# Start of Quoted text

Sally Yates, deputy attorney general under President Barack Obama, is expected to disclose details to a Senate Judiciary Committee panel about her warnings to White House officials in January that Trump’s national security adviser, retired Army Lt. Gen. Michael Flynn, had misled Vice President Mike Pence and other officials about his conversations with Russian Ambassador Sergey Kislyak.
Flynn was fired 18 days after Yates went to the White House, and only after news stories revealed the existence of a transcript of Flynn’s telephone conversation with Kislyak that was recorded as part of routine U.S. intelligence monitoring of foreign officials’ communications.
Yates, a former U.S. attorney in Atlanta who became deputy attorney general in 2015, took over the Justice Department as acting attorney general after Trump was inaugurated Jan. 20 while he prepared his own team.
She was fired 10 days later after she announced that under her leadership, the Justice Department would not defend Trump’s executive order seeking to bar travel to the U.S. from select Muslim-majority nations.

# End of Quoted text

— Stated task a —
According to the excerpt about Sally Yates, how many days after Yates went to the White House was Flynn fired?
The records are unrelated to the text.

# Start of Records for the exercise

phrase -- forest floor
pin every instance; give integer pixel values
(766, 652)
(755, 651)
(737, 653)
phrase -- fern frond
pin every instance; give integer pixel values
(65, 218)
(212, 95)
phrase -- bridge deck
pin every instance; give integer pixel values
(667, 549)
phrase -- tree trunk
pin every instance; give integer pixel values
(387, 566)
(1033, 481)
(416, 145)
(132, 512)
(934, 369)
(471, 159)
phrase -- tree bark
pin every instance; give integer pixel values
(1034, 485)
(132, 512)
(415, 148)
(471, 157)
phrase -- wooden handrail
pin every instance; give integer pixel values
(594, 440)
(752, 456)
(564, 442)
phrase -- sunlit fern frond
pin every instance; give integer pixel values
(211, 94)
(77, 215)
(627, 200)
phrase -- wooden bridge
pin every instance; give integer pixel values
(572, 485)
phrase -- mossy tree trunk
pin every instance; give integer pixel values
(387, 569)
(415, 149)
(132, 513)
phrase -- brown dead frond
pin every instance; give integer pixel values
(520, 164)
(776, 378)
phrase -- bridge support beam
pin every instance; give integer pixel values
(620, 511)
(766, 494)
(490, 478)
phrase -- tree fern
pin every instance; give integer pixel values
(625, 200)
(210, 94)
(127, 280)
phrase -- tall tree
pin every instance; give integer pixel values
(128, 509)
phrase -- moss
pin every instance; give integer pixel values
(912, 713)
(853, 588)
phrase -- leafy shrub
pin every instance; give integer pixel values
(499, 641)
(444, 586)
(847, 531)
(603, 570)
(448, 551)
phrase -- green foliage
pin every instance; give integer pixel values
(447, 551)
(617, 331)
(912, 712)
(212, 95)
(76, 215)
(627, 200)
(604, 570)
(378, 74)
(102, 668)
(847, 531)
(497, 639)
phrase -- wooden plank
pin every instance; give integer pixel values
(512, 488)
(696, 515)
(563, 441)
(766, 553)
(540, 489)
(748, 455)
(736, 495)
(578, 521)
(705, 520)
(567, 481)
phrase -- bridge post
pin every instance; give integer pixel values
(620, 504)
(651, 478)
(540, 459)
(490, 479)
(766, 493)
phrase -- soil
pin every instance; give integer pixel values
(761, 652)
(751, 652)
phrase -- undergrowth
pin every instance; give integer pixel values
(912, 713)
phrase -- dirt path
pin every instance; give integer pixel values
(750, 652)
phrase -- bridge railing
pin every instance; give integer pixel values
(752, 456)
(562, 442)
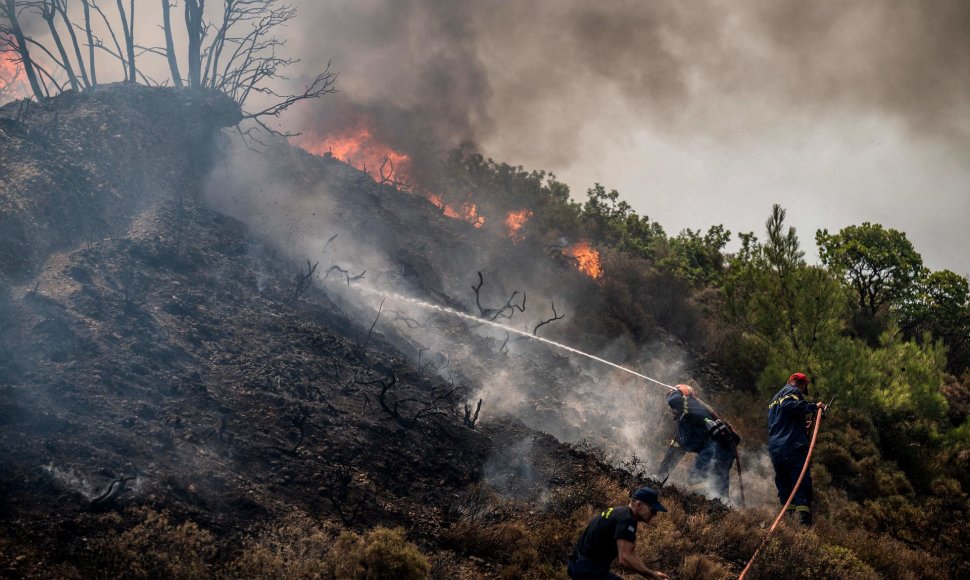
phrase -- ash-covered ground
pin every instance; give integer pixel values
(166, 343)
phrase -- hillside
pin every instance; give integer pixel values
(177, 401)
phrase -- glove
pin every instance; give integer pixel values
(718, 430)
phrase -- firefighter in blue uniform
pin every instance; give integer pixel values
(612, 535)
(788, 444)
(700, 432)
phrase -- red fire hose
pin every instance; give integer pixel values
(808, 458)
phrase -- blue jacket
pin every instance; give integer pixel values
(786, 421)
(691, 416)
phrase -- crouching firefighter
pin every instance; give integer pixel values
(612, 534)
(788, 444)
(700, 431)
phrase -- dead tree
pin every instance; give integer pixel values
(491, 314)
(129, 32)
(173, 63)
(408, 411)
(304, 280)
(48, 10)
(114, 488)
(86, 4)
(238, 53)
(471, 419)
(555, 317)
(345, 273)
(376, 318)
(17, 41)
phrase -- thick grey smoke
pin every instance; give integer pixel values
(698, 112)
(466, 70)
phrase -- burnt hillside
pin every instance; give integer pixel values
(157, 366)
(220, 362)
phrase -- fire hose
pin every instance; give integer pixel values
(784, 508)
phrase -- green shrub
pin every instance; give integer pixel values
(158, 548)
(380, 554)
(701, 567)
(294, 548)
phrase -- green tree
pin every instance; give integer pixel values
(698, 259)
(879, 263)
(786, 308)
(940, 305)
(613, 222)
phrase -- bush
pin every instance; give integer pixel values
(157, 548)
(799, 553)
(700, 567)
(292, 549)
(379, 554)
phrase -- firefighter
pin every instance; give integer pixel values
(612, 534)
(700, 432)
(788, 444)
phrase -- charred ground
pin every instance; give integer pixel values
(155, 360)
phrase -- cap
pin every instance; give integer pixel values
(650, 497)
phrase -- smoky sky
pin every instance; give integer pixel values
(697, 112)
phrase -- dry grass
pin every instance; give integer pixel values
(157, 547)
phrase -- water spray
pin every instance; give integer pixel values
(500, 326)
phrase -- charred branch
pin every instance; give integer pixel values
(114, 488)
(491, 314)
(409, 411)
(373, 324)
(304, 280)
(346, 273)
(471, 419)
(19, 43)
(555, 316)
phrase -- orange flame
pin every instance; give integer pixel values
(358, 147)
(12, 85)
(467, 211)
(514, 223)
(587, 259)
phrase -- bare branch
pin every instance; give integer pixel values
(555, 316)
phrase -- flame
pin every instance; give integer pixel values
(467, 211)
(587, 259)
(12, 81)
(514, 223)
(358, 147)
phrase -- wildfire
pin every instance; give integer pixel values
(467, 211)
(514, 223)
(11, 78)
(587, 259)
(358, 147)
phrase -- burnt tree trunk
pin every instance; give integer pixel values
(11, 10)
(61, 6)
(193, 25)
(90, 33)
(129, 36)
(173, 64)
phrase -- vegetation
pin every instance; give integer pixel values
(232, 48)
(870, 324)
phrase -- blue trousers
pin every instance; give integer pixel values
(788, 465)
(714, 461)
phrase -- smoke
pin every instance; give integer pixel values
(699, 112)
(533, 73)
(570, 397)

# End of Records for the exercise
# Start of Records for the exercise

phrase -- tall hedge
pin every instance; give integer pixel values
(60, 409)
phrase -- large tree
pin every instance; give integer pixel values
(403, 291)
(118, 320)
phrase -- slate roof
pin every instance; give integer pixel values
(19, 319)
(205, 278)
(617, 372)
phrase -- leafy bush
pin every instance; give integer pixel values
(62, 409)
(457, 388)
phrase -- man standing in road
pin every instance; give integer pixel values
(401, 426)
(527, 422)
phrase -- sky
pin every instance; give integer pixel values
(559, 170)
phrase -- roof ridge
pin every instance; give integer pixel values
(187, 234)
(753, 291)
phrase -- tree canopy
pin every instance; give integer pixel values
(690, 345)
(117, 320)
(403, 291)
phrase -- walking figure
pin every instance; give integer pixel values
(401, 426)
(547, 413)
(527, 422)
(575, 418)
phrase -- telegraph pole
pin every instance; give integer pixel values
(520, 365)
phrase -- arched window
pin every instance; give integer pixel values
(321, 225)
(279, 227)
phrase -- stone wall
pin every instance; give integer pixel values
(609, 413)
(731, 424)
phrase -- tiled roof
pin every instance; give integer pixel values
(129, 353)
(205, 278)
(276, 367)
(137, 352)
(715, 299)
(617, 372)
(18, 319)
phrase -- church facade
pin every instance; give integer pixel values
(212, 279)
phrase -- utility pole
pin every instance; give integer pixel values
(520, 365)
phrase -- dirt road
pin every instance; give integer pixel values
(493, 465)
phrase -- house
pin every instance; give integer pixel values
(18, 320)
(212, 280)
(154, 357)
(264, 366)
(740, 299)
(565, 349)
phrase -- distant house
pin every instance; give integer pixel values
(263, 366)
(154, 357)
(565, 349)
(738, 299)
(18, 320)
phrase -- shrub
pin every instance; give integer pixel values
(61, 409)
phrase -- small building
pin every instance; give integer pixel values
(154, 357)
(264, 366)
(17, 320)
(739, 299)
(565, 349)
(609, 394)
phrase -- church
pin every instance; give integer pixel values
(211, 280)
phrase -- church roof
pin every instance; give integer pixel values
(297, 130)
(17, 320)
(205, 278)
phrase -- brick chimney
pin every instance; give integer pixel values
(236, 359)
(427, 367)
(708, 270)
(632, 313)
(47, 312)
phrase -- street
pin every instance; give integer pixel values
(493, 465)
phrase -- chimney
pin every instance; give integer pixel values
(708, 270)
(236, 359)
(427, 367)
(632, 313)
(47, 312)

# End of Records for the exercise

— Stated task b —
Extract every line of the records that contains the string "shrub".

— Exercise solution a —
18 days.

— Exercise solution b —
phrase -- leafy shrub
phrase -- green shrub
phrase -- shrub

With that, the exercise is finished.